(Dataset entries)
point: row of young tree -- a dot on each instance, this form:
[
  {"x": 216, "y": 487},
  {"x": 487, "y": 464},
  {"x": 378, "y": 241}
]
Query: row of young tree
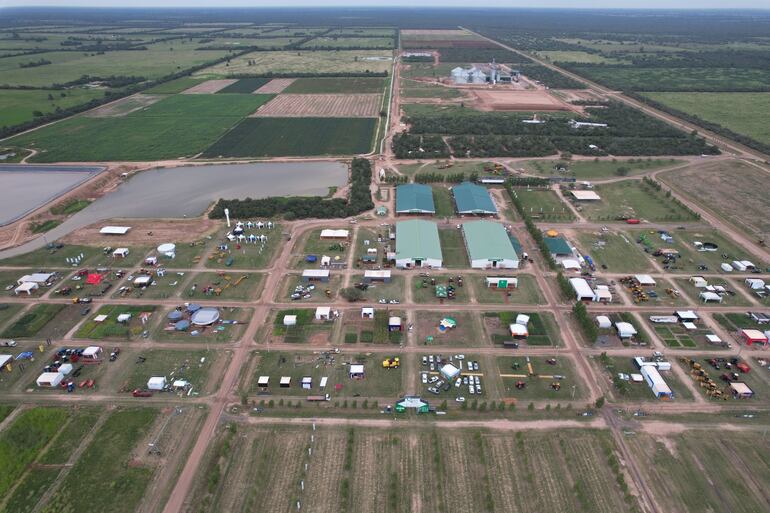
[{"x": 359, "y": 200}]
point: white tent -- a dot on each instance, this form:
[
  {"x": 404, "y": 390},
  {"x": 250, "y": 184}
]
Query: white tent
[
  {"x": 518, "y": 331},
  {"x": 603, "y": 321},
  {"x": 92, "y": 352},
  {"x": 625, "y": 329},
  {"x": 156, "y": 383},
  {"x": 449, "y": 371},
  {"x": 28, "y": 287},
  {"x": 50, "y": 379},
  {"x": 645, "y": 280},
  {"x": 709, "y": 297},
  {"x": 356, "y": 371}
]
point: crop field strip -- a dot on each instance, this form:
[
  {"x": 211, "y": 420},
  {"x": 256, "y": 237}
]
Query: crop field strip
[
  {"x": 321, "y": 105},
  {"x": 177, "y": 125},
  {"x": 416, "y": 470},
  {"x": 271, "y": 137}
]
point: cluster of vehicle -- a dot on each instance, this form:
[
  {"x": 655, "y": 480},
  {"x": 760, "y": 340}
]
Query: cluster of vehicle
[{"x": 437, "y": 384}]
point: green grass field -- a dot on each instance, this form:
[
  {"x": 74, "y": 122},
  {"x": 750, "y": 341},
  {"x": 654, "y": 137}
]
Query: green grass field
[
  {"x": 676, "y": 79},
  {"x": 111, "y": 328},
  {"x": 379, "y": 382},
  {"x": 594, "y": 169},
  {"x": 633, "y": 198},
  {"x": 180, "y": 125},
  {"x": 109, "y": 454},
  {"x": 743, "y": 113},
  {"x": 33, "y": 321},
  {"x": 357, "y": 85},
  {"x": 244, "y": 86},
  {"x": 276, "y": 137},
  {"x": 18, "y": 106},
  {"x": 544, "y": 204},
  {"x": 576, "y": 56},
  {"x": 157, "y": 61},
  {"x": 349, "y": 42},
  {"x": 453, "y": 248},
  {"x": 174, "y": 86},
  {"x": 619, "y": 253},
  {"x": 308, "y": 61}
]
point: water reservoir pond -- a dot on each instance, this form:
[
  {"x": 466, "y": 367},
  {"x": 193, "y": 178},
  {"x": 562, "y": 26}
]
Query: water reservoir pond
[{"x": 189, "y": 190}]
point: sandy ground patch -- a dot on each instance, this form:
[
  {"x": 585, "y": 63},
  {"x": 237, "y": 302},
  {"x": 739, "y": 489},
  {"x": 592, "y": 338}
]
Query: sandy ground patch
[
  {"x": 210, "y": 86},
  {"x": 275, "y": 86},
  {"x": 322, "y": 105},
  {"x": 511, "y": 100},
  {"x": 124, "y": 106},
  {"x": 144, "y": 231}
]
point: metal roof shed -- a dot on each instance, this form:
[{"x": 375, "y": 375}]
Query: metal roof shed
[
  {"x": 583, "y": 291},
  {"x": 414, "y": 198},
  {"x": 473, "y": 199},
  {"x": 418, "y": 244},
  {"x": 489, "y": 246}
]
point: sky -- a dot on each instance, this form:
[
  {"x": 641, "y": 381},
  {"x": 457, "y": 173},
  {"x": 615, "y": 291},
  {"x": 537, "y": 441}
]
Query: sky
[{"x": 585, "y": 4}]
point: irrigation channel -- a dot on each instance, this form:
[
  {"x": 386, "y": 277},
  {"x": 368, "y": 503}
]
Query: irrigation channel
[
  {"x": 187, "y": 191},
  {"x": 25, "y": 188}
]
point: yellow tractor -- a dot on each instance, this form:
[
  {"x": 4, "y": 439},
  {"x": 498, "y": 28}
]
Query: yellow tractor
[{"x": 391, "y": 363}]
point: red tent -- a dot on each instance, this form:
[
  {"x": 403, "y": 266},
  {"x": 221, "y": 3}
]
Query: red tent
[{"x": 94, "y": 279}]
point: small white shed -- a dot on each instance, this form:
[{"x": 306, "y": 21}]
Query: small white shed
[
  {"x": 323, "y": 313},
  {"x": 625, "y": 329},
  {"x": 156, "y": 383},
  {"x": 603, "y": 322}
]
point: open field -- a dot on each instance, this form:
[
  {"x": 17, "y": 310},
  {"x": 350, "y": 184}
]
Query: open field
[
  {"x": 155, "y": 62},
  {"x": 586, "y": 169},
  {"x": 743, "y": 113},
  {"x": 617, "y": 252},
  {"x": 544, "y": 204},
  {"x": 275, "y": 137},
  {"x": 355, "y": 85},
  {"x": 525, "y": 101},
  {"x": 322, "y": 106},
  {"x": 635, "y": 392},
  {"x": 180, "y": 125},
  {"x": 378, "y": 382},
  {"x": 633, "y": 199},
  {"x": 703, "y": 470},
  {"x": 576, "y": 56},
  {"x": 675, "y": 79},
  {"x": 527, "y": 292},
  {"x": 18, "y": 106},
  {"x": 285, "y": 62},
  {"x": 721, "y": 186},
  {"x": 349, "y": 42},
  {"x": 542, "y": 383},
  {"x": 441, "y": 470}
]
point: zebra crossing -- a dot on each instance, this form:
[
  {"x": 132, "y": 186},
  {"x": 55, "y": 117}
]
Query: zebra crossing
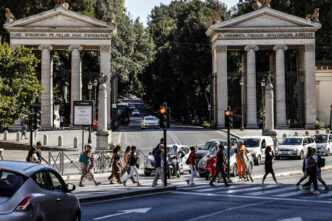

Required action: Apart from the pictures, all of the data should be repeated exactly.

Solved exercise:
point: row of young tree -- a dot on each instance, this form:
[
  {"x": 216, "y": 487},
  {"x": 487, "y": 464},
  {"x": 378, "y": 241}
]
Query: row of young tree
[{"x": 359, "y": 200}]
point: white tent -- a dot on each instance, this form:
[
  {"x": 404, "y": 390},
  {"x": 250, "y": 184}
]
Query: white tent
[
  {"x": 518, "y": 331},
  {"x": 603, "y": 321},
  {"x": 92, "y": 352},
  {"x": 625, "y": 329},
  {"x": 156, "y": 383},
  {"x": 449, "y": 371},
  {"x": 28, "y": 287},
  {"x": 50, "y": 379},
  {"x": 645, "y": 280},
  {"x": 709, "y": 297},
  {"x": 356, "y": 371}
]
point: crop field strip -- a dot on each instance, this form:
[
  {"x": 211, "y": 420},
  {"x": 256, "y": 237}
]
Query: crop field strip
[
  {"x": 321, "y": 105},
  {"x": 177, "y": 125},
  {"x": 416, "y": 470},
  {"x": 271, "y": 137}
]
point: cluster of vehicle -- a dot on each instance, this form:
[
  {"x": 655, "y": 480},
  {"x": 760, "y": 340}
]
Query: cluster of vehicle
[{"x": 437, "y": 384}]
point: green grass field -- a dot on each instance, this form:
[
  {"x": 74, "y": 122},
  {"x": 750, "y": 341},
  {"x": 654, "y": 137}
]
Query: green grass field
[
  {"x": 676, "y": 79},
  {"x": 111, "y": 328},
  {"x": 379, "y": 382},
  {"x": 594, "y": 169},
  {"x": 633, "y": 198},
  {"x": 180, "y": 125},
  {"x": 109, "y": 454},
  {"x": 743, "y": 113},
  {"x": 33, "y": 321},
  {"x": 357, "y": 85},
  {"x": 244, "y": 86},
  {"x": 276, "y": 137},
  {"x": 18, "y": 106},
  {"x": 544, "y": 204},
  {"x": 576, "y": 56},
  {"x": 157, "y": 61},
  {"x": 349, "y": 42},
  {"x": 453, "y": 248},
  {"x": 174, "y": 86},
  {"x": 619, "y": 253},
  {"x": 308, "y": 61}
]
point: water reservoir pond -- a dot on each instance, this form:
[
  {"x": 466, "y": 367},
  {"x": 193, "y": 178},
  {"x": 562, "y": 26}
]
Query: water reservoir pond
[{"x": 189, "y": 190}]
point: sandy ground patch -- a dot on each instance, this form:
[
  {"x": 585, "y": 63},
  {"x": 237, "y": 302},
  {"x": 739, "y": 489},
  {"x": 592, "y": 338}
]
Query: sandy ground patch
[
  {"x": 210, "y": 86},
  {"x": 275, "y": 86},
  {"x": 322, "y": 105},
  {"x": 511, "y": 100},
  {"x": 124, "y": 106},
  {"x": 144, "y": 231}
]
point: metal roof shed -- a dot on each instance, this form:
[{"x": 375, "y": 375}]
Query: metal roof shed
[
  {"x": 583, "y": 291},
  {"x": 414, "y": 198},
  {"x": 473, "y": 199},
  {"x": 418, "y": 244},
  {"x": 489, "y": 246}
]
point: sky -- a dot on each instance, this form:
[
  {"x": 641, "y": 381},
  {"x": 457, "y": 173},
  {"x": 615, "y": 291},
  {"x": 537, "y": 441}
]
Query: sky
[{"x": 585, "y": 4}]
point: irrigation channel -- a dot on each instance, this form:
[
  {"x": 386, "y": 277},
  {"x": 368, "y": 503}
]
Query: irrigation channel
[
  {"x": 187, "y": 191},
  {"x": 25, "y": 188}
]
point: yellow tractor -- a dot on each instance, this form:
[
  {"x": 4, "y": 439},
  {"x": 498, "y": 28}
]
Query: yellow tractor
[{"x": 391, "y": 363}]
point: red tent -- a dot on each instance, this form:
[
  {"x": 403, "y": 266},
  {"x": 221, "y": 3}
]
Query: red tent
[{"x": 94, "y": 279}]
point: small white shed -- a dot on each instance, this form:
[{"x": 306, "y": 21}]
Query: small white shed
[
  {"x": 323, "y": 313},
  {"x": 625, "y": 329},
  {"x": 156, "y": 383},
  {"x": 603, "y": 322}
]
point: open field -- a dot on each instance, this form:
[
  {"x": 17, "y": 310},
  {"x": 350, "y": 184}
]
Query: open field
[
  {"x": 155, "y": 62},
  {"x": 586, "y": 169},
  {"x": 743, "y": 113},
  {"x": 617, "y": 252},
  {"x": 544, "y": 204},
  {"x": 275, "y": 137},
  {"x": 355, "y": 85},
  {"x": 525, "y": 101},
  {"x": 322, "y": 106},
  {"x": 635, "y": 392},
  {"x": 180, "y": 125},
  {"x": 378, "y": 382},
  {"x": 633, "y": 199},
  {"x": 703, "y": 470},
  {"x": 576, "y": 56},
  {"x": 675, "y": 79},
  {"x": 527, "y": 292},
  {"x": 18, "y": 106},
  {"x": 285, "y": 62},
  {"x": 721, "y": 186},
  {"x": 349, "y": 42},
  {"x": 542, "y": 383},
  {"x": 441, "y": 470}
]
point: zebra crossing -- a dot on each instance, this form:
[
  {"x": 132, "y": 186},
  {"x": 55, "y": 117}
]
Query: zebra crossing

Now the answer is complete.